Items listed in a dataset:

============================================================

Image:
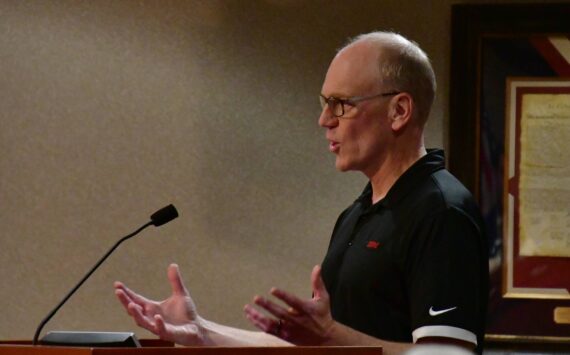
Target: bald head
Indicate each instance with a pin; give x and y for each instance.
(402, 65)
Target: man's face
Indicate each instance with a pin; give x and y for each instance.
(361, 136)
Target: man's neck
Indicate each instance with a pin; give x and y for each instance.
(390, 171)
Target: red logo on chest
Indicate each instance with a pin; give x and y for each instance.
(372, 244)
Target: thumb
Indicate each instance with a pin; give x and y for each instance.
(176, 282)
(318, 285)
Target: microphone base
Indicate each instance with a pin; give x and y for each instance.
(91, 339)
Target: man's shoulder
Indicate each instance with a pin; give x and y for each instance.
(442, 192)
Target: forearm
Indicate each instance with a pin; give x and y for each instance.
(341, 335)
(221, 335)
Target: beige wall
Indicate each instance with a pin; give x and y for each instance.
(111, 109)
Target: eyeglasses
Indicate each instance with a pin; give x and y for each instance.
(337, 106)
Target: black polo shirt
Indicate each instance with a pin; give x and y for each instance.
(414, 264)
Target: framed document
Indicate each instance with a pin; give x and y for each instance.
(536, 189)
(509, 145)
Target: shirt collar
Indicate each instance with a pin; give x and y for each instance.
(433, 161)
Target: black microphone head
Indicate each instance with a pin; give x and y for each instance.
(164, 215)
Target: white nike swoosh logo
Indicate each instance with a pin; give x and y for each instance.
(434, 313)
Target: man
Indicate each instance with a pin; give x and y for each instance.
(407, 261)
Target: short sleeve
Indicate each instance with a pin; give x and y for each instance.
(444, 277)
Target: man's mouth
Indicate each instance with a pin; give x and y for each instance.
(334, 146)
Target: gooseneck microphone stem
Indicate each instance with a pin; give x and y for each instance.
(54, 311)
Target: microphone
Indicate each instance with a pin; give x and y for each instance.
(160, 217)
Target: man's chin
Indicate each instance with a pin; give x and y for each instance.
(342, 167)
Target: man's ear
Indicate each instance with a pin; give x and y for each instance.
(402, 109)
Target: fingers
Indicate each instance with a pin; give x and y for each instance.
(297, 304)
(259, 319)
(141, 320)
(318, 285)
(176, 282)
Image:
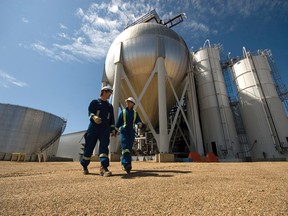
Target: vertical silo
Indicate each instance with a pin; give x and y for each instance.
(263, 114)
(219, 132)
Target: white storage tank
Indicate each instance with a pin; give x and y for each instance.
(263, 114)
(218, 128)
(142, 44)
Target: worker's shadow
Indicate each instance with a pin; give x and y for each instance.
(149, 173)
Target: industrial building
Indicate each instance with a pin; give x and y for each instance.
(196, 102)
(193, 103)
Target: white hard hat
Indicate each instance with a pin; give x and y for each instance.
(107, 88)
(130, 99)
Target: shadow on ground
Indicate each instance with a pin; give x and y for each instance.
(150, 173)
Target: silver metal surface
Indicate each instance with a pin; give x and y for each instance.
(26, 130)
(263, 114)
(142, 44)
(218, 127)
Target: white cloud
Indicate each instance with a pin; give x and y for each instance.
(102, 22)
(25, 20)
(62, 26)
(7, 80)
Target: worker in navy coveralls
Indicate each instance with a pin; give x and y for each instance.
(127, 119)
(102, 123)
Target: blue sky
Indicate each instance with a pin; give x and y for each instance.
(52, 52)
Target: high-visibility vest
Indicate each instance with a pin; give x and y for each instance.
(124, 118)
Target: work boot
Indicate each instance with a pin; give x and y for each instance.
(105, 172)
(128, 168)
(85, 171)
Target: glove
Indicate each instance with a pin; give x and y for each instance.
(113, 133)
(97, 119)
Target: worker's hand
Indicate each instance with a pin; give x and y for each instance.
(113, 133)
(97, 119)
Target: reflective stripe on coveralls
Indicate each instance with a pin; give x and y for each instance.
(103, 155)
(124, 125)
(125, 150)
(124, 117)
(97, 114)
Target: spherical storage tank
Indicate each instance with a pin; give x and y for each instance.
(26, 130)
(142, 44)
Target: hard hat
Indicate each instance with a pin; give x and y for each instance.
(107, 88)
(130, 99)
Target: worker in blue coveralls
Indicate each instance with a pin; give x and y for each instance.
(102, 123)
(125, 124)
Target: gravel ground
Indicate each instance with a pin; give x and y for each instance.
(60, 188)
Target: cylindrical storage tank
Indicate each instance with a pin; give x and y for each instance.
(263, 114)
(142, 44)
(26, 130)
(218, 128)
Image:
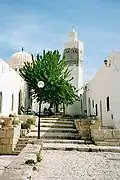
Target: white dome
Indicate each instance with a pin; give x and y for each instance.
(17, 60)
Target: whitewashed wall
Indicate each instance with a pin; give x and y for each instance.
(106, 83)
(11, 83)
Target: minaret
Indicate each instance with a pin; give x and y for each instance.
(73, 53)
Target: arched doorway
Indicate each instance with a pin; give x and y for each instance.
(100, 110)
(19, 102)
(1, 98)
(89, 106)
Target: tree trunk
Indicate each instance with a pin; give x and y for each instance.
(56, 108)
(63, 109)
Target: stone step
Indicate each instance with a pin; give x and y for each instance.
(67, 141)
(57, 122)
(80, 147)
(52, 135)
(57, 125)
(52, 129)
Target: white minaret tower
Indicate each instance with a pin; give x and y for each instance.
(73, 52)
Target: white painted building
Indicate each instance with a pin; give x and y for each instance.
(73, 52)
(13, 90)
(103, 92)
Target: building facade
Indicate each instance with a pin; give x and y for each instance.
(13, 90)
(103, 92)
(73, 53)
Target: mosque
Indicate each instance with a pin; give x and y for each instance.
(99, 97)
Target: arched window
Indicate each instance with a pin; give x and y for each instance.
(0, 102)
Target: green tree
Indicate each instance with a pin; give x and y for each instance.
(54, 71)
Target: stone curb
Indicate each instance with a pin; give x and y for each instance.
(17, 169)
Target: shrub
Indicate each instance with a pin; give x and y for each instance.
(30, 121)
(25, 125)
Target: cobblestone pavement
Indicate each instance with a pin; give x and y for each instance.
(5, 161)
(74, 165)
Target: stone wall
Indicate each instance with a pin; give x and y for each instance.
(104, 136)
(92, 130)
(9, 136)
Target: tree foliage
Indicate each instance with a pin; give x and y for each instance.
(55, 73)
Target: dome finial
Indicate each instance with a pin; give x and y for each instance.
(22, 49)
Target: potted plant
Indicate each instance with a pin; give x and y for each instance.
(24, 129)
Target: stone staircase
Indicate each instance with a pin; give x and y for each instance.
(56, 133)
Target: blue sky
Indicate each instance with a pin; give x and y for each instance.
(44, 24)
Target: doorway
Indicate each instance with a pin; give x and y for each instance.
(89, 106)
(19, 102)
(96, 110)
(101, 110)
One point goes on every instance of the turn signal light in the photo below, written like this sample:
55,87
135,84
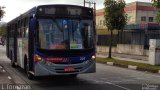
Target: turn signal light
37,58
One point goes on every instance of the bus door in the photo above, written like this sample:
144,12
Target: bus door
19,48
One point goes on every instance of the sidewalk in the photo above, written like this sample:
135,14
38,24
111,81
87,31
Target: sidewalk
126,57
4,75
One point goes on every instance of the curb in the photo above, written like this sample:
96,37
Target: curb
130,67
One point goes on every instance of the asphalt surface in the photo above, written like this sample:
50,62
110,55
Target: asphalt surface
105,78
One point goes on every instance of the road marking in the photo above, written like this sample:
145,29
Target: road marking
9,77
4,70
99,81
117,85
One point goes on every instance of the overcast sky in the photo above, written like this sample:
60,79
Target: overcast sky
17,7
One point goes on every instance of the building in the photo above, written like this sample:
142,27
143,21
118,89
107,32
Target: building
141,25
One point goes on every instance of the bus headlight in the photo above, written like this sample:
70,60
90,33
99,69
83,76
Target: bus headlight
37,58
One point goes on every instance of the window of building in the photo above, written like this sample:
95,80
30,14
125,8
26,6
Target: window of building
101,22
143,18
150,19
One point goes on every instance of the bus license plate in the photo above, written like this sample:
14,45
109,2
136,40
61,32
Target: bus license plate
69,69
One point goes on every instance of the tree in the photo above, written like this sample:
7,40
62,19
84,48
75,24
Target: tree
1,12
115,18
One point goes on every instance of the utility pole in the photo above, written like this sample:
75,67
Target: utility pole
90,3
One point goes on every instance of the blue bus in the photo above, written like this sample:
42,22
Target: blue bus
53,40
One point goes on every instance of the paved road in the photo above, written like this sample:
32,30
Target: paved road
106,78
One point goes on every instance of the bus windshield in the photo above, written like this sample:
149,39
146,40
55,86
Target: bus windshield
65,34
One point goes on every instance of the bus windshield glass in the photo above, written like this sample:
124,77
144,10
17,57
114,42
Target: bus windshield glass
65,34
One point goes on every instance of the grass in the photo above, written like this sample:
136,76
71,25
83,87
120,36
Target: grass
123,63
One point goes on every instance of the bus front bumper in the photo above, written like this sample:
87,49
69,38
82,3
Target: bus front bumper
44,68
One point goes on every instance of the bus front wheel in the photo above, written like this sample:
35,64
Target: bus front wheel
12,61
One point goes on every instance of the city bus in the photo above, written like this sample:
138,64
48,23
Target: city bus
53,40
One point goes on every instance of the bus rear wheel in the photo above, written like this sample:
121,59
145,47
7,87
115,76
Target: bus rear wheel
29,75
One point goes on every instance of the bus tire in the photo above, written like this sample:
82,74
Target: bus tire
30,76
12,61
73,75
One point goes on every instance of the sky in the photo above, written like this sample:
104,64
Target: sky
14,8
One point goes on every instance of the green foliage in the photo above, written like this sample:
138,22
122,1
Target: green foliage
115,18
3,30
124,63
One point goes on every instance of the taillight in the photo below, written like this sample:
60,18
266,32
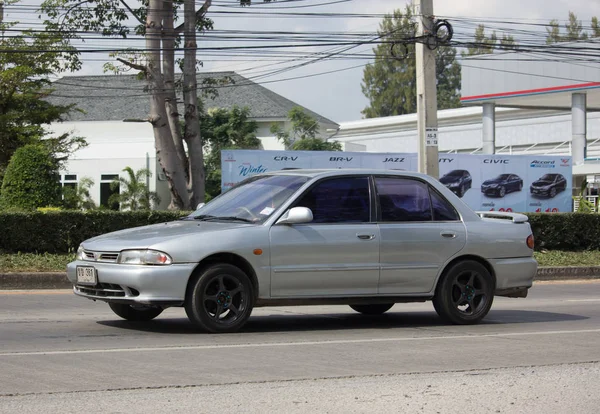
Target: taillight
530,242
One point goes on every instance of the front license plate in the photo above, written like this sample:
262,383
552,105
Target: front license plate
86,275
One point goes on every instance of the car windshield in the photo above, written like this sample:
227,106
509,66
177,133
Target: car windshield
253,200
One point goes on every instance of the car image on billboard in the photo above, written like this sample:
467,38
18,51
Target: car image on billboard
502,185
457,181
548,185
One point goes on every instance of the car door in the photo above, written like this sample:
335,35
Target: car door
420,230
337,254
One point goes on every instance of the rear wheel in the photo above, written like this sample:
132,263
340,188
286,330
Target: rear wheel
372,309
220,299
465,293
135,313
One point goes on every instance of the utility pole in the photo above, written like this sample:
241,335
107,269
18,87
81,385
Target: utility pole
426,90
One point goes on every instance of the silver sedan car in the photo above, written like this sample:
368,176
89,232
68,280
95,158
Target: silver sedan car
364,238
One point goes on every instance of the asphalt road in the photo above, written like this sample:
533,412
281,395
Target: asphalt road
60,353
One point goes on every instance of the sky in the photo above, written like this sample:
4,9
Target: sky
337,95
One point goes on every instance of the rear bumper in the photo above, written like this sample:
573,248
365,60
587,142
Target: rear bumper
514,273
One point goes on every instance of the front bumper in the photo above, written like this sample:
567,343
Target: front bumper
134,284
514,273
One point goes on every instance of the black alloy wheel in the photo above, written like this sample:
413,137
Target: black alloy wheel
372,309
465,293
220,298
135,313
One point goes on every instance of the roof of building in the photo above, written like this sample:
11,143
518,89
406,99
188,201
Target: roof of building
118,97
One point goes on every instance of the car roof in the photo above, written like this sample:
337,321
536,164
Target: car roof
316,173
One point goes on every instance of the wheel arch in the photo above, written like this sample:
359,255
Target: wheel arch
463,258
228,258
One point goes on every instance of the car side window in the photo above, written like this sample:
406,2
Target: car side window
339,200
403,199
442,209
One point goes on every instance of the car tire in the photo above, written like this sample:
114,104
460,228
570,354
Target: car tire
372,309
135,313
219,298
465,293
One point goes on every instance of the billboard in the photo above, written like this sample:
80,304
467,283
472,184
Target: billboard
517,183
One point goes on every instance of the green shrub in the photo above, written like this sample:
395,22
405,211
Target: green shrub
566,231
31,179
62,231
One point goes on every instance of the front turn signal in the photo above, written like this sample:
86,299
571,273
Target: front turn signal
530,241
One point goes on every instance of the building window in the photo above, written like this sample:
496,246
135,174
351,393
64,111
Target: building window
106,191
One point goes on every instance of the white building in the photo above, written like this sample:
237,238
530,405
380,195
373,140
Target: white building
104,102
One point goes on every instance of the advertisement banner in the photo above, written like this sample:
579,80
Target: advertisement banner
513,183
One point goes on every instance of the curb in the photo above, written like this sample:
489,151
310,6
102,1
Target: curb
58,280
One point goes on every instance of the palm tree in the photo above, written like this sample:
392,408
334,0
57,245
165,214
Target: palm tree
134,193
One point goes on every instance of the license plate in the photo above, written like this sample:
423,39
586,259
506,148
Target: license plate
86,275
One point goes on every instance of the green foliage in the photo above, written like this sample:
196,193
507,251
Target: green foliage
31,179
390,83
133,193
223,129
63,231
484,44
24,83
566,231
573,30
303,134
79,197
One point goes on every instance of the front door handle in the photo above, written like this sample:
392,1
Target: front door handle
366,236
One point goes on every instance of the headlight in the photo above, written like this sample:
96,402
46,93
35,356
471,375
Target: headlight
144,257
80,252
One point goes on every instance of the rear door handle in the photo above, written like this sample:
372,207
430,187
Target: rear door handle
366,236
448,234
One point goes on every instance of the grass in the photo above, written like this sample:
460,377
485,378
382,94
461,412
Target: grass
46,262
32,262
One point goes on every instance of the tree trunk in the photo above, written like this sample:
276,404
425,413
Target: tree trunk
169,77
166,153
190,98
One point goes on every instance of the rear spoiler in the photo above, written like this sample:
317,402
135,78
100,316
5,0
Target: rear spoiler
514,217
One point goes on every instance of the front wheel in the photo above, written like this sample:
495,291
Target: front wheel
220,299
135,313
372,309
465,293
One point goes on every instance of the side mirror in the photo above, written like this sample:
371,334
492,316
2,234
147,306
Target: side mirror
296,215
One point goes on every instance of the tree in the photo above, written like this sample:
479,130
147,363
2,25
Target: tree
24,83
303,134
79,197
483,44
223,129
31,179
133,193
574,30
390,82
180,155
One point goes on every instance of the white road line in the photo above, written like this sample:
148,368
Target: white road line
301,343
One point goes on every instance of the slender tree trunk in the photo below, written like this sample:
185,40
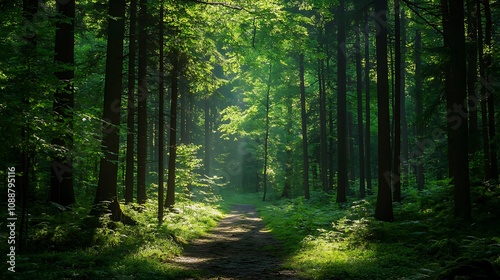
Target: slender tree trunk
491,100
343,183
383,210
266,139
484,94
62,191
305,156
419,165
287,189
359,91
367,110
472,72
453,15
108,170
129,173
208,133
170,200
395,178
161,118
404,121
142,118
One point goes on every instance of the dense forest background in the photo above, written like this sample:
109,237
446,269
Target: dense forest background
130,126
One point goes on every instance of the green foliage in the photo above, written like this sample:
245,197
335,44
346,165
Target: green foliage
326,240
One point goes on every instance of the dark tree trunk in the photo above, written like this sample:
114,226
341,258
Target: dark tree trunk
106,195
484,94
472,73
287,188
359,92
130,160
142,118
488,59
305,156
395,178
208,133
453,26
367,110
342,185
62,191
170,200
383,210
419,110
266,139
404,121
161,120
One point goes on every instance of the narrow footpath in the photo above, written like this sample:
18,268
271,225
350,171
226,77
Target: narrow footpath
240,247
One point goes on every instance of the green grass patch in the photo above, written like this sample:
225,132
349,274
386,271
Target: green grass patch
327,240
70,245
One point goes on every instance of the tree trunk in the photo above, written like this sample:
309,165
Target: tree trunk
383,210
161,120
170,200
62,191
106,195
130,160
419,165
491,100
342,185
266,139
359,93
395,178
367,110
453,26
305,156
142,118
472,73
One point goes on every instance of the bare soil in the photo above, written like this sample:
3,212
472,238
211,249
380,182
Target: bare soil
240,247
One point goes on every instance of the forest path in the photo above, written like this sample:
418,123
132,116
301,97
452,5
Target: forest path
239,247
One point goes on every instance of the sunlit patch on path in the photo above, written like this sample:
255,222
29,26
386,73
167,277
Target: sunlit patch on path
238,248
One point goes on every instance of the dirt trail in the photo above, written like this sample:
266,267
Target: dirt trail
238,248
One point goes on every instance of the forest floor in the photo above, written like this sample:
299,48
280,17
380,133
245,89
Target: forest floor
239,247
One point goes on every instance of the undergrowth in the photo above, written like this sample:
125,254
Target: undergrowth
72,245
327,240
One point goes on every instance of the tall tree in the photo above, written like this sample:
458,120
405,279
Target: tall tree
174,76
367,108
142,123
488,59
419,111
342,184
108,169
62,191
395,178
453,27
359,93
130,158
383,210
266,138
161,120
305,155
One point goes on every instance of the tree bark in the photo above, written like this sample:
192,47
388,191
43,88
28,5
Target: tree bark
305,156
383,210
359,92
130,159
106,195
170,200
342,184
142,122
62,191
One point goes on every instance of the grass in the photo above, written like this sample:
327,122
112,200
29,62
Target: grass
69,245
327,240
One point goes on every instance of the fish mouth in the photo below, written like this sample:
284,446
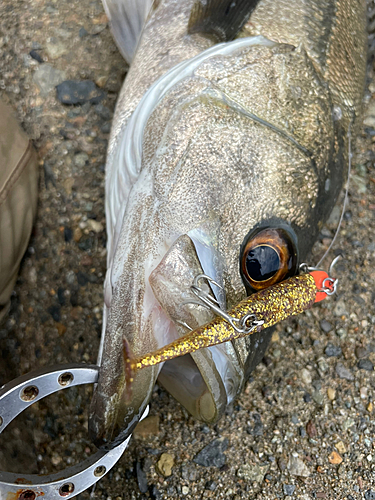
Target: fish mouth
203,382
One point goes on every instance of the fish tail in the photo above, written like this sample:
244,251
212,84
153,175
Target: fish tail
126,19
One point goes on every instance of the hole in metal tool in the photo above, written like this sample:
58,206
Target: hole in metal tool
66,489
66,379
100,471
29,393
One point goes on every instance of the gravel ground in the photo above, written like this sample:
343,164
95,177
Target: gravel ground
303,427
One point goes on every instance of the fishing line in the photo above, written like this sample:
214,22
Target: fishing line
345,198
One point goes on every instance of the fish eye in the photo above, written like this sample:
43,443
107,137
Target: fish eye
268,256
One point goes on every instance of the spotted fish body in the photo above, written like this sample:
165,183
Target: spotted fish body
209,142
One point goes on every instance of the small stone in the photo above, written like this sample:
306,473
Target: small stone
311,429
104,112
275,337
211,485
331,393
141,478
101,81
318,397
344,372
297,467
306,376
56,50
82,32
79,92
47,77
252,473
326,326
288,489
340,309
80,159
322,365
365,364
340,447
307,397
155,493
165,464
188,472
55,312
36,56
335,458
77,234
147,427
95,226
56,459
332,350
363,392
212,455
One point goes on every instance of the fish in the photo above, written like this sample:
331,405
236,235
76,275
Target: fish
226,156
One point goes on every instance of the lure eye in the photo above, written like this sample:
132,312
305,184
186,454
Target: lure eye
269,256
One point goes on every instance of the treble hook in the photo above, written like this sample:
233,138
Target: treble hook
246,324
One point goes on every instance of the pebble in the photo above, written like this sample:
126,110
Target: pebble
79,92
165,464
344,372
306,376
326,326
95,226
361,352
252,473
147,427
141,478
257,429
212,455
332,350
104,112
46,77
331,393
365,364
211,485
288,489
340,447
56,50
311,429
340,309
80,159
188,472
34,53
297,467
335,458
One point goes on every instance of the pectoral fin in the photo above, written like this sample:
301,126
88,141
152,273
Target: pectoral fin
221,19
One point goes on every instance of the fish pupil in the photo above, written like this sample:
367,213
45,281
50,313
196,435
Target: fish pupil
262,262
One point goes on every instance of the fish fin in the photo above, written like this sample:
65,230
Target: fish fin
127,18
130,367
221,19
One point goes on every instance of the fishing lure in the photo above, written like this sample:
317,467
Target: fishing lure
253,314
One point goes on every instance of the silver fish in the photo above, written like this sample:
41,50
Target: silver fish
227,154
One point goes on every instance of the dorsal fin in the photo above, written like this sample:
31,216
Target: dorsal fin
221,19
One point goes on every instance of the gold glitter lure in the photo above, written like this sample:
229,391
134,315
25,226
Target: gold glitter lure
269,306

============================================================

◆ **ASSIGNMENT**
Only the lines that contain the string "shadow" are to be copied from the records.

◆ **OUTPUT FOR THIS EXERCISE**
Target: worker's shadow
Target: shadow on ground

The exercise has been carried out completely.